(Source document begins)

The modern inheritor of Red Dress' power is Anna Thunder, her grand-niece. Anna, however, uses her sexual power for her own ends rather than for the good of the tribe—to bewitch lovers and take revenge. This is not to say that her character is unsympathetic; Power presents her as a formidable, intelligent, intensely alive woman:

"Too many people don't believe in their souls, don't recognize them when they feel the spirit twist against their heart or snap across their brain. And some that do believe hand their spirits over to the care of others, just give them blithely away, though they may be tightfisted when it comes to their coins. I own my spirit. Can you say that? How many can say that?"

Anna is grooming her teenage granddaughter, Charlene, to succeed her as a bruja, but Charlene prefers the approval of the tribe over the personal power a black magic worker possesses. It mortifies her that everyone is afraid to eat any of her grandmother's casseroles or to buy any of her beadwork for fear of bewitchment:

Charlene trained her headlights on the dog, but he didn't look up. His front paws were planted in the macaroni casserole Charlene had baked. Two neat squares—the servings Charlene had carved for her grandmother and herself—were missing, but the pan … was otherwise full. "They must have thrown it out," Charlene thought. "And it was good, too." Tears pooled in her eyes, but she squinted fiercely to keep them from spilling down her face.

The other series of intercut stories concerns the descendants of Ghost Horse, the Wind Soldier family. Harley Wind Soldier, the great-great-nephew of Ghost Horse, is struggling for spiritual healing after the tragic death of his father, Calvin, and in the face of his mother's continuing vow of silence. The family tragedy is complicated by the involvement of Anna Thunder, whose witchcraft made Calvin sleep with his wife's twin sister. Harley turns to traditional medicine with the help of the tribe's practitioner, Herod Small War. In a vision quest ceremony he meets Ghost Horse and is given knowledge of himself and the history of the tribe:

Harley Wind Soldier stood in the same deep pit his father had occupied thirty years before. Harley was more cooperative than Calvin had been, and wore only his gym shorts and a blanket. He clutched Herod Small War's pipe against his chest and watched the flags staked at the perimeter of the pit rise in the wind. His mother and Alberta Small War had made the long string of tobacco ties that encircled him.

"I don't know how to pray," Harley mumbled, but he dismissed the idea. "I will learn," he told himself.

The title character, the grass dancer Pumpkin, appears only briefly in the narrative. She is in a way a cipher for the author, being a mixed-blood on her way to an Ivy League education. Grass dancers imitate the way the prairie grass moves; their costume is fringed, and they wear grass bundles on their backs. Early in the book Pumpkin turns up at a powwow, where she wins the heart of Harley Wind Soldier, whose emptiness she promises to fill with her own soul. Leaving the powwow she is killed in a car wreck, another victim of Anna Thunder's witchcraft.

Pumpkin beat Charlene in the powwow competition, and Charlene is haunted by the responsibility for her death. But the way in which she is relieved of this burden illustrates the philosophy permeating this novel—that life works itself out in ways not understandable to humans, but with a beauty, even in tragic events, that is accessible and healing.

Pumpkin opened her mouth to speak, and Charlene flinched, dreading the beautiful little birds, which she knew would leave the dancer's lips only to die. This dream was different. The birds emerged, the same as always, but this time darted away. They were a neat flock, so miniature and close together that they looked to Charlene like a school of fish. Her mouth creaked open in surprise. Quickly, easily, the birds flew past her teeth, entering the cave of her jaws. Charlene coughed, but the birds coasted down her throat, tickling her with their fluttering wings.

(Source document ends)

_What is required_.
According to the novel review, why is the grass dancer Pumpkin a cipher for the author? Answer in one to three sentences.

(Dataset begins)

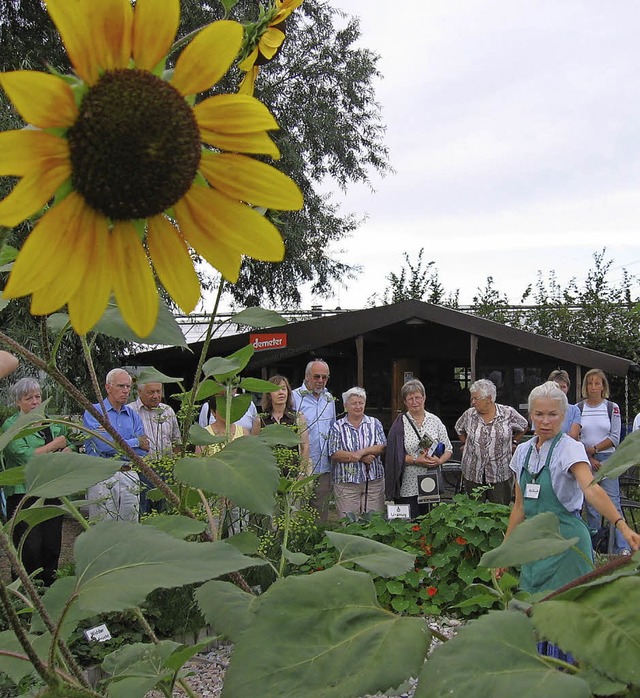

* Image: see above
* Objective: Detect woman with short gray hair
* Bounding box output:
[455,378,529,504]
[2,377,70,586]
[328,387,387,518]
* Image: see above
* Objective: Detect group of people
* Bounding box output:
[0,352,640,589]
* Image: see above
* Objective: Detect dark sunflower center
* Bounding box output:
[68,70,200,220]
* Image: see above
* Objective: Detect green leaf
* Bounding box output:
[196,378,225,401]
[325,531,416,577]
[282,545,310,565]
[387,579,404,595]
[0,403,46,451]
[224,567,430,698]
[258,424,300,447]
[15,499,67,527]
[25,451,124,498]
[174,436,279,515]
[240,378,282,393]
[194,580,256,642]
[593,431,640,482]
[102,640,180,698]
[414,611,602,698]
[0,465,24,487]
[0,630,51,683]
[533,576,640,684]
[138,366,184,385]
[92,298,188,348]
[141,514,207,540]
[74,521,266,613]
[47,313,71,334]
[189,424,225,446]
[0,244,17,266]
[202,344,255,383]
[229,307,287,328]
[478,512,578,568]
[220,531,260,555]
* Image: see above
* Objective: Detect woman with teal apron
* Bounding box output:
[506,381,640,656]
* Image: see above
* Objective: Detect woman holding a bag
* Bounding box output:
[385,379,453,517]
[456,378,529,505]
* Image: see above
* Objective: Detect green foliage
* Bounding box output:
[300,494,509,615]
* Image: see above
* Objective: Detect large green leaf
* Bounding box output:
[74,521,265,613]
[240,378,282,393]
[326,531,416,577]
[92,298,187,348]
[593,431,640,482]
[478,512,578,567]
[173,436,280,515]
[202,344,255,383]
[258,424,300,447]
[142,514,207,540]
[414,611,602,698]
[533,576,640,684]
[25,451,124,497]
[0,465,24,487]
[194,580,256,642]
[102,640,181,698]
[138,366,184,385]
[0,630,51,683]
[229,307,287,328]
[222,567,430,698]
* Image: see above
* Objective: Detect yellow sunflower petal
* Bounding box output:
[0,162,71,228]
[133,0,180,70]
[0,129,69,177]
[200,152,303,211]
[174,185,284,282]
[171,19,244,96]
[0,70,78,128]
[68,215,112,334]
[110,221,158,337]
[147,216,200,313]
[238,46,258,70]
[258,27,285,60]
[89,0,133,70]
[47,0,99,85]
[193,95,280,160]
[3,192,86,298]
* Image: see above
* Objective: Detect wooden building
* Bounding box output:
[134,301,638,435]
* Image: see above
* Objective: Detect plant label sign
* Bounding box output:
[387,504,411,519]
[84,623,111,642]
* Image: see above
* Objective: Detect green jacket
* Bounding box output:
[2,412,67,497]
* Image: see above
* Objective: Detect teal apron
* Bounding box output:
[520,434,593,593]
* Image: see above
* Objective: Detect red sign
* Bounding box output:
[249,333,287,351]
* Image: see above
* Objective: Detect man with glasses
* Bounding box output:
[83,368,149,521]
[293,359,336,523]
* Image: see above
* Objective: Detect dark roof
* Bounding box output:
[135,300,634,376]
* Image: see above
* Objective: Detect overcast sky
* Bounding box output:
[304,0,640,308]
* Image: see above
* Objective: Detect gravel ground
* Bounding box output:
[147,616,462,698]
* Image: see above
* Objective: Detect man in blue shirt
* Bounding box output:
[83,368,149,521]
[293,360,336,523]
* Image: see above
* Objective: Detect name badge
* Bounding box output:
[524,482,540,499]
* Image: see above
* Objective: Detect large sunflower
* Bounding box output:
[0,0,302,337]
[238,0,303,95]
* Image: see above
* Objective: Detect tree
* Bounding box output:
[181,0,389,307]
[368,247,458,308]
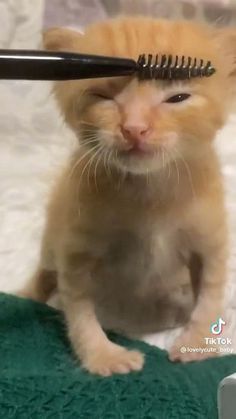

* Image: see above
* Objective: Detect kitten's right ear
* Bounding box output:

(Dataset ends)
(Dataset begins)

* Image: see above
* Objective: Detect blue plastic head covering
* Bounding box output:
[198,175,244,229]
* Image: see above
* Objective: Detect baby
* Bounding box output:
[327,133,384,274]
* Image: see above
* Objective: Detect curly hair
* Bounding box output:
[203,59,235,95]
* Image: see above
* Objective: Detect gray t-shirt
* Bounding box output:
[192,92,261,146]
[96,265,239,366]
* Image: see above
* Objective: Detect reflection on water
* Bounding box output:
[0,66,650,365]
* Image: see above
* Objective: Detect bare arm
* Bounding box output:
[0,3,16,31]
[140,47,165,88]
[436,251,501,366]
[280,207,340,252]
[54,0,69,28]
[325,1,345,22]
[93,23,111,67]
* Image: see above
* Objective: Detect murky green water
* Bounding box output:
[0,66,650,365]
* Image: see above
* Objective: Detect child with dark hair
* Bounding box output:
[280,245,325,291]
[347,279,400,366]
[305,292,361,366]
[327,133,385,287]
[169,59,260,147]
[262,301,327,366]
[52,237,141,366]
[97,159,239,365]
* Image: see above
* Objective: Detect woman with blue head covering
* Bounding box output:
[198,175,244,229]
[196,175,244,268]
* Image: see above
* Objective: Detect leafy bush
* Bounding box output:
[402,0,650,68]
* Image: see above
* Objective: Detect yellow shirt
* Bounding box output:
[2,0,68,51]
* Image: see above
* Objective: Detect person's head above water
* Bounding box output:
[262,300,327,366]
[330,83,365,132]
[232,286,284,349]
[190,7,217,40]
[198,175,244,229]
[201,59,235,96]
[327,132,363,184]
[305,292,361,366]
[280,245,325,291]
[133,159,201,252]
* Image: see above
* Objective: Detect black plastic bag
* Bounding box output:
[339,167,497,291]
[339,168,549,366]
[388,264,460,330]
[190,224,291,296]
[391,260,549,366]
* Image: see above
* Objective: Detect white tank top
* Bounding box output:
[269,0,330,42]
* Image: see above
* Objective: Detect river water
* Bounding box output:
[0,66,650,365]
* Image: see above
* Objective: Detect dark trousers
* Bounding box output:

(Dataset ends)
(Dataset begins)

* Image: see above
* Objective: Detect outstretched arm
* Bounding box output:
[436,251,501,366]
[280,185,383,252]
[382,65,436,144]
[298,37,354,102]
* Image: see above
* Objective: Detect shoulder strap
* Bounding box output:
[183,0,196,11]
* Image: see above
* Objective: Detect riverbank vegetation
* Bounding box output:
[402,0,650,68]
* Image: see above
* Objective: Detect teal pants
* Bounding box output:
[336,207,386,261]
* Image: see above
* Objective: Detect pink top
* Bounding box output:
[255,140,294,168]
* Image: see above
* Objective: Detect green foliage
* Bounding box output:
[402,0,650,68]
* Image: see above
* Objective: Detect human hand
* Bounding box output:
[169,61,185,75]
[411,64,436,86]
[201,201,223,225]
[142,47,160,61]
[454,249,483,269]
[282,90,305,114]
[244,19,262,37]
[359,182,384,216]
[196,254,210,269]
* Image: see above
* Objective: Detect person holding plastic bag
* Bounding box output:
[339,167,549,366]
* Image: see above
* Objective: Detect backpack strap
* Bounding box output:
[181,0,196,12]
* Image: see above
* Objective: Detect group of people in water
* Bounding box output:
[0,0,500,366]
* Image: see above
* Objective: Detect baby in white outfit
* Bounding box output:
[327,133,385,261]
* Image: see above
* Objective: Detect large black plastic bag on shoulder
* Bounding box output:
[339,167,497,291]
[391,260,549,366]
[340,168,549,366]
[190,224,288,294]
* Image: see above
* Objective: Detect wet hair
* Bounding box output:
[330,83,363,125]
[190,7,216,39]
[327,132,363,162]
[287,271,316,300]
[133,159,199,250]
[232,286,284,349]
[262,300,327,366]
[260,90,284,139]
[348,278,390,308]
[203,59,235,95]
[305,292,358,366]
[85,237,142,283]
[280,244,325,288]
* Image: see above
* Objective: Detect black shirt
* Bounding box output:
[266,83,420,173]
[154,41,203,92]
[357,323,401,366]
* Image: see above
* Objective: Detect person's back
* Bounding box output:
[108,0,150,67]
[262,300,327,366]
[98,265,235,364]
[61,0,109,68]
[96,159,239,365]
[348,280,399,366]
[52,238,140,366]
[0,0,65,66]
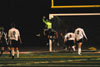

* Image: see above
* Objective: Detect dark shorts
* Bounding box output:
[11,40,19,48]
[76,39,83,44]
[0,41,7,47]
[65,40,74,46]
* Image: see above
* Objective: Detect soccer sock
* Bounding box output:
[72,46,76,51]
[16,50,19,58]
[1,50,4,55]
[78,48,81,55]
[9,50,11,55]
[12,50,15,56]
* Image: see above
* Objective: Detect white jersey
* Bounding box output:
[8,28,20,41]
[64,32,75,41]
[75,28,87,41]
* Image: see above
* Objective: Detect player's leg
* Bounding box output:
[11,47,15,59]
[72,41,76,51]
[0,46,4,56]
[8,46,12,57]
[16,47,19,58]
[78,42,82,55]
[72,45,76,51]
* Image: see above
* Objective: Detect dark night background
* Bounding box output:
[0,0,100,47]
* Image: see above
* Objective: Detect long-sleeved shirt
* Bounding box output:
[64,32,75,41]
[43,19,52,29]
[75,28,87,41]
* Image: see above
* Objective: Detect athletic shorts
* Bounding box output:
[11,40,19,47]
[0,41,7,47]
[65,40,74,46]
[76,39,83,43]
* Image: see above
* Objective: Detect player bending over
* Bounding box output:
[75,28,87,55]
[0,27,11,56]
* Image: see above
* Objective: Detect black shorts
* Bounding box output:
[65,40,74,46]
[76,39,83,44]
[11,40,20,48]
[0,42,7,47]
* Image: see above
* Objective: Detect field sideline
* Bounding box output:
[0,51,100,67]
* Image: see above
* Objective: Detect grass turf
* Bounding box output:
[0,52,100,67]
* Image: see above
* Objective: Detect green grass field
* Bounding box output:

(Dataset ends)

_Written answer_.
Pumpkin is a cipher for the author because she is a mixed-blood on her way to an Ivy League education.